%%

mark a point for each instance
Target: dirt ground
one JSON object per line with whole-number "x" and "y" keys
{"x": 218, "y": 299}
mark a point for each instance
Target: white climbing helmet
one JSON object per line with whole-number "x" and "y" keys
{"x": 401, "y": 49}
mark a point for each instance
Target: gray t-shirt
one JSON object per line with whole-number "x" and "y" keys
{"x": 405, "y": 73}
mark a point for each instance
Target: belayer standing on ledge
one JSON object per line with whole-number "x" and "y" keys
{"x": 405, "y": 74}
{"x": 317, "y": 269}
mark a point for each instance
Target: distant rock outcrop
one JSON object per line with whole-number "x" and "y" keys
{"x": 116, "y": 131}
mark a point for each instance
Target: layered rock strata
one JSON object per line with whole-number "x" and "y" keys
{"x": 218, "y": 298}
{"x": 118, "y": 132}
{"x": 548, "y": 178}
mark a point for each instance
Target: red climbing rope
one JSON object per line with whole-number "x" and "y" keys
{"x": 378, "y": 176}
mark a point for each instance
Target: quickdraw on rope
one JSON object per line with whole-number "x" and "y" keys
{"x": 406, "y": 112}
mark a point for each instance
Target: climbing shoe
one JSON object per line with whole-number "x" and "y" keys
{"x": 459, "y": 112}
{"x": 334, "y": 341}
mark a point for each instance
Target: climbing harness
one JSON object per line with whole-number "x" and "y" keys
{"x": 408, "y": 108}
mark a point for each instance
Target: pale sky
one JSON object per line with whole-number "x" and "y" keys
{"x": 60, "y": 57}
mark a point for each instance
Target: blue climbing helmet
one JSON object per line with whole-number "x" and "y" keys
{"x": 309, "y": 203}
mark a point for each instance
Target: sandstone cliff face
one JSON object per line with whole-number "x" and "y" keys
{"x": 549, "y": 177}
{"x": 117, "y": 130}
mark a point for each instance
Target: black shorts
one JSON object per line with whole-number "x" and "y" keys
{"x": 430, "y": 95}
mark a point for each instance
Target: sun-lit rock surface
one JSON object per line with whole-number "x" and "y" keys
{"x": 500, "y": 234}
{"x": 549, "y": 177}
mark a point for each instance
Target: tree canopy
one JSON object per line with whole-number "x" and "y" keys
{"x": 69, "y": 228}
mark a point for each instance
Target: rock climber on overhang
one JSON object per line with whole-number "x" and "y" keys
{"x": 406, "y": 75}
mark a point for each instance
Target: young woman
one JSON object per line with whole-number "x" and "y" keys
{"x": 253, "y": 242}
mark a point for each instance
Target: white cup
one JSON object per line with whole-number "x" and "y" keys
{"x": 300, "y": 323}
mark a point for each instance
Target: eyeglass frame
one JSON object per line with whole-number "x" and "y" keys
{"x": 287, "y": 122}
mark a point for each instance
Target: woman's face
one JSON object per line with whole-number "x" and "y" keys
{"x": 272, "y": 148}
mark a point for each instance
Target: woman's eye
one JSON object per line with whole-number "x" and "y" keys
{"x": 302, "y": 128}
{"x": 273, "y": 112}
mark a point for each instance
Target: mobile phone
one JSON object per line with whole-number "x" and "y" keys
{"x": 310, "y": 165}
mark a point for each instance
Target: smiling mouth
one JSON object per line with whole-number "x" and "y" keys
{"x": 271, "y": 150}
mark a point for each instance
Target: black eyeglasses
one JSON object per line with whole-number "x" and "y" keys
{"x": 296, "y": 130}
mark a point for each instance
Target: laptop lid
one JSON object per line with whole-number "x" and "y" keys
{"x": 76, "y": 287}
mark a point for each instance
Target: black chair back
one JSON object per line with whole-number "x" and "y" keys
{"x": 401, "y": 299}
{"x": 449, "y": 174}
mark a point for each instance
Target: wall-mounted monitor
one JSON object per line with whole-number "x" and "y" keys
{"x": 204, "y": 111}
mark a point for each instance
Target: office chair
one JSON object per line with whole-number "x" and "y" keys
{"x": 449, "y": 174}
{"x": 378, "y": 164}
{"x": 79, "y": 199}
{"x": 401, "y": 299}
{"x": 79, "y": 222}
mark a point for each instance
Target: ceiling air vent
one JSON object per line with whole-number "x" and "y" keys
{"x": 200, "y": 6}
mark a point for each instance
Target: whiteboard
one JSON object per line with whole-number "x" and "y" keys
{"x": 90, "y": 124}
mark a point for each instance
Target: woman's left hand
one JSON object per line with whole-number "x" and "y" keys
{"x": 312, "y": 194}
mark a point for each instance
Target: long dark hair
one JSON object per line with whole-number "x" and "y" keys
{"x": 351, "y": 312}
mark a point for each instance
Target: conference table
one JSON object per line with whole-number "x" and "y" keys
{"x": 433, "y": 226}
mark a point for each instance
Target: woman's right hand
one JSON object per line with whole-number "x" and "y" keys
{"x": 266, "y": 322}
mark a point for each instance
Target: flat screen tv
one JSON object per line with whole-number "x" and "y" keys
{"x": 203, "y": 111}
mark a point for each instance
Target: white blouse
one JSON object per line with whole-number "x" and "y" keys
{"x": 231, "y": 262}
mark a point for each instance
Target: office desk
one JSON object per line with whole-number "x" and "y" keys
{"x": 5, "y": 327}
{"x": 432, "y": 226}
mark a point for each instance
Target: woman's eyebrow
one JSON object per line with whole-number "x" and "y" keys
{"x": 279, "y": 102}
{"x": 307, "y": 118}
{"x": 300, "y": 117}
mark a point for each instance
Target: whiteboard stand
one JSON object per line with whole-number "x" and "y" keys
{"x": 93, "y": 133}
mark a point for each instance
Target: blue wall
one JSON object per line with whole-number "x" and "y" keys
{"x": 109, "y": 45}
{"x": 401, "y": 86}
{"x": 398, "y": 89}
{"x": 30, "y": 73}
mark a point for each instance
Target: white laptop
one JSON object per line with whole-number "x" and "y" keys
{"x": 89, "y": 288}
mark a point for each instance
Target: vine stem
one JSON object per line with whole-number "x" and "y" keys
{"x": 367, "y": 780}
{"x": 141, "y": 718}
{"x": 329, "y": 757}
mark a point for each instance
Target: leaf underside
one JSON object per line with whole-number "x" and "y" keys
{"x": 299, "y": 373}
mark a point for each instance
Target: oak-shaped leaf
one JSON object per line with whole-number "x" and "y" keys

%%

Reproduce every line above without error.

mark a point for each instance
Target: dirt ground
one JSON object per line with whole-number "x" and "y" keys
{"x": 218, "y": 299}
mark a point for each instance
Target: white climbing helmet
one JSON object per line with whole-number "x" and "y" keys
{"x": 401, "y": 49}
mark a point for each instance
Target: gray t-shirt
one JSON object per line with whole-number "x" and "y" keys
{"x": 405, "y": 73}
mark a point for each instance
Target: belayer standing on ledge
one JSON object per line with whole-number "x" and "y" keys
{"x": 405, "y": 74}
{"x": 317, "y": 269}
mark a point for each instance
Target: distant rock outcrop
one JSON object per line with whole-number "x" and "y" keys
{"x": 116, "y": 131}
mark a point for each instance
Target: layered rock strata
one JSON object per line with whole-number "x" and "y" keys
{"x": 218, "y": 298}
{"x": 118, "y": 132}
{"x": 548, "y": 178}
mark a point for each instance
Target: red climbing rope
one JSON object per line with whole-number "x" and "y" keys
{"x": 378, "y": 176}
mark a point for each instance
Target: quickdraw on rope
one JSON object per line with whole-number "x" and "y" keys
{"x": 406, "y": 112}
mark a point for each instance
Target: climbing shoe
one JSON object per line with whole-number "x" and "y" keys
{"x": 459, "y": 112}
{"x": 334, "y": 341}
mark a point for each instance
Target: climbing harness
one JSON object per line with whole-number "x" and "y" keys
{"x": 408, "y": 108}
mark a point for each instance
Target: pale sky
one JSON object per line with whole-number "x" and "y" keys
{"x": 60, "y": 57}
mark a point for each instance
Target: blue climbing helmet
one JSON object per line with whole-number "x" and "y" keys
{"x": 309, "y": 203}
mark a point for each instance
Target: sandstone cliff face
one JSON object per line with whole-number "x" and "y" keys
{"x": 549, "y": 177}
{"x": 117, "y": 130}
mark a point for each instance
Target: black shorts
one JSON object per line with whole-number "x" and "y" keys
{"x": 430, "y": 95}
mark a point for each instance
Target: sun-lit rock surface
one JSON object per line with whole-number "x" and "y" keys
{"x": 500, "y": 234}
{"x": 549, "y": 177}
mark a point for each instance
Target: tree canopy
one JSON object per line with whole-number "x" and "y" keys
{"x": 69, "y": 228}
mark a point for each instance
Target: rock climber on overhang
one JSON object per line with whole-number "x" and "y" keys
{"x": 406, "y": 75}
mark a point for each instance
Target: young woman
one JSON object per line with whole-number "x" and "y" keys
{"x": 253, "y": 242}
mark a point for each instance
Target: white cup
one JSON object per line with whole-number "x" and "y" keys
{"x": 300, "y": 323}
mark a point for each instance
Target: eyeglass frame
one JSON object per line with whole-number "x" and "y" keys
{"x": 287, "y": 122}
mark a point for each instance
Target: woman's face
one JSON object per line with whole-number "x" and "y" keys
{"x": 272, "y": 148}
mark a point for each instance
Target: woman's eye
one JSON object per line with whole-number "x" and "y" keys
{"x": 302, "y": 128}
{"x": 273, "y": 112}
mark a point for each instance
Target: mobile phone
one JSON object per line with whole-number "x" and "y" keys
{"x": 310, "y": 165}
mark a point for each instance
Target: smiling mouth
one JSON object per line with whole-number "x" and "y" keys
{"x": 271, "y": 150}
mark a point for each instance
Target: black eyeglasses
one JSON object per line with whole-number "x" and "y" keys
{"x": 296, "y": 130}
mark a point for each instance
Target: laptop lid
one JSON object per line with whole-number "x" and "y" keys
{"x": 76, "y": 287}
mark a point for each instance
Target: black chair back
one JSON object per line with whole-number "x" and "y" keys
{"x": 401, "y": 299}
{"x": 449, "y": 174}
mark a point for each instance
Target: wall-mounted monitor
one JSON object per line with whole-number "x" and "y" keys
{"x": 204, "y": 111}
mark a point for each instance
Target: office chair
one JSON object per line with whole-number "x" and "y" keys
{"x": 449, "y": 174}
{"x": 378, "y": 164}
{"x": 79, "y": 199}
{"x": 401, "y": 299}
{"x": 79, "y": 222}
mark a point for each instance
Target: ceiling air vent
one JSON object per line with whole-number "x" and "y" keys
{"x": 200, "y": 6}
mark a point for each instance
Target: whiteboard
one JSON object per line with whole-number "x" and "y" keys
{"x": 90, "y": 124}
mark a point for each instance
Target: woman's left hand
one JSON object per line with whole-number "x" and "y" keys
{"x": 312, "y": 194}
mark a point for each instance
Target: long dark hair
one JSON object per line with whole-number "x" and "y" keys
{"x": 351, "y": 312}
mark a point for each instance
Target: conference table
one JSON object per line with whole-number "x" and "y" keys
{"x": 433, "y": 226}
mark a point for each instance
Target: woman's right hand
one JSON object per line with whole-number "x" and "y" keys
{"x": 266, "y": 322}
mark a point for each instance
Target: flat screen tv
one JSON object per line with whole-number "x" and "y" keys
{"x": 203, "y": 111}
mark a point for each instance
Target: white blouse
one JSON object per line with whole-number "x" and "y" keys
{"x": 231, "y": 262}
mark a point for each instance
Target: office desk
one JSON object per line with whole-number "x" and "y" keys
{"x": 5, "y": 327}
{"x": 432, "y": 226}
mark a point for each instance
Target: woman's eyebrow
one JSON object per line with whole-number "x" and "y" keys
{"x": 279, "y": 102}
{"x": 307, "y": 118}
{"x": 300, "y": 117}
mark a point for each instance
Target: whiteboard stand
one JSON object per line with whole-number "x" and "y" keys
{"x": 93, "y": 133}
mark a point for each instance
Target: blue wall
one JSON object per line with whole-number "x" and "y" keys
{"x": 109, "y": 45}
{"x": 401, "y": 86}
{"x": 398, "y": 89}
{"x": 30, "y": 73}
mark a point for each instance
Target: white laptop
one JSON object per line with whole-number "x" and "y" keys
{"x": 89, "y": 288}
mark a point for each instance
Target: vine stem
one JSON object per line with whole-number "x" and "y" keys
{"x": 367, "y": 780}
{"x": 141, "y": 718}
{"x": 329, "y": 757}
mark a point for each instance
Target: leaf underside
one JSON object per line with whole-number "x" and "y" keys
{"x": 299, "y": 373}
mark a point for each instance
Target: oak-shaped leaf
one JSON object per line with whole-number "x" and "y" keys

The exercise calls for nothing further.